TEXT EXTRACT:
1. Connection Establishment

// Client-side connection establishment
const ws = new WebSocket('wss://sysmanage.example.com/ws');

// Authentication via query parameter or message
const authToken = getJWTToken();
const wsUrl = `wss://sysmanage.example.com/ws?token=${authToken}`;

// Connection events
ws.onopen = (event) => {
    console.log('WebSocket connected');
    sendMessage({
        type: 'auth',
        token: authToken
    });
};
                            

2. Authentication & Authorization

// Server-side authentication flow
async def handle_connection(websocket, path):
    try:
        # Extract token from query params or first message
        token = get_auth_token(websocket)

        # Validate JWT token
        user = await authenticate_token(token)
        if not user:
            await websocket.close(code=4001, reason="Unauthorized")
            return

        # Store user context
        websocket.user = user
        websocket.permissions = await get_user_permissions(user)

        # Join appropriate rooms based on permissions
        await join_user_rooms(websocket, user)

        # Send welcome message
        await send_message(websocket, {
            'type': 'welcome',
            'user_id': user.id,
            'permissions': websocket.permissions
        })

    except Exception as e:
        await websocket.close(code=4000, reason="Authentication failed")

DATASET CONTENT:
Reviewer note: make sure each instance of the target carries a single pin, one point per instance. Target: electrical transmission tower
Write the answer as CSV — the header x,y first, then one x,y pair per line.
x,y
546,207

THINGS TO DO:
- a) In the WebSocket excerpt, what close code does the server send when token validation returns no user?
- b) Extract everything in the WebSocket excerpt from "2. Authentication &" down to "user = await authenticate_token(token)".
- c) Write the next part of the WebSocket connection and authentication text, picking up after its final line.

EXERCISE RESULTS:
- a) It closes the connection with code 4001 and the reason "Unauthorized".

- b)
2. Authentication & Authorization

// Server-side authentication flow
async def handle_connection(websocket, path):
    try:
        # Extract token from query params or first message
        token = get_auth_token(websocket)

        # Validate JWT token
        user = await authenticate_token(token)

- c)
3. Heartbeat & Keep-alive

// Client-side heartbeat implementation
class WebSocketManager {
    constructor(url) {
        this.url = url;
        this.heartbeatInterval = 30000; // 30 seconds
        this.reconnectDelay = 5000;     // 5 seconds
        this.maxReconnectAttempts = 10;
    }

    startHeartbeat() {
        this.heartbeatTimer = setInterval(() => {
            if (this.ws.readyState === WebSocket.OPEN) {
                this.send({
                    type: 'ping',
                    timestamp: Date.now()
                });
            }
        }, this.heartbeatInterval);
    }

    handlePong(message) {
        const latency = Date.now() - message.timestamp;
        console.log(`Heartbeat latency: ${latency}ms`);
    }
}
                            

4. Graceful Disconnection

// Server-side cleanup
async def handle_disconnect(websocket):
    try:
        # Remove from all rooms
        await leave_all_rooms(websocket)

        # Clean up user session
        await cleanup_user_session(websocket.user)

        # Log disconnection
        logger.info(f"User {websocket.user.id} disconnected")

    except Exception as e:
        logger.error(f"Error during disconnect cleanup: {e}")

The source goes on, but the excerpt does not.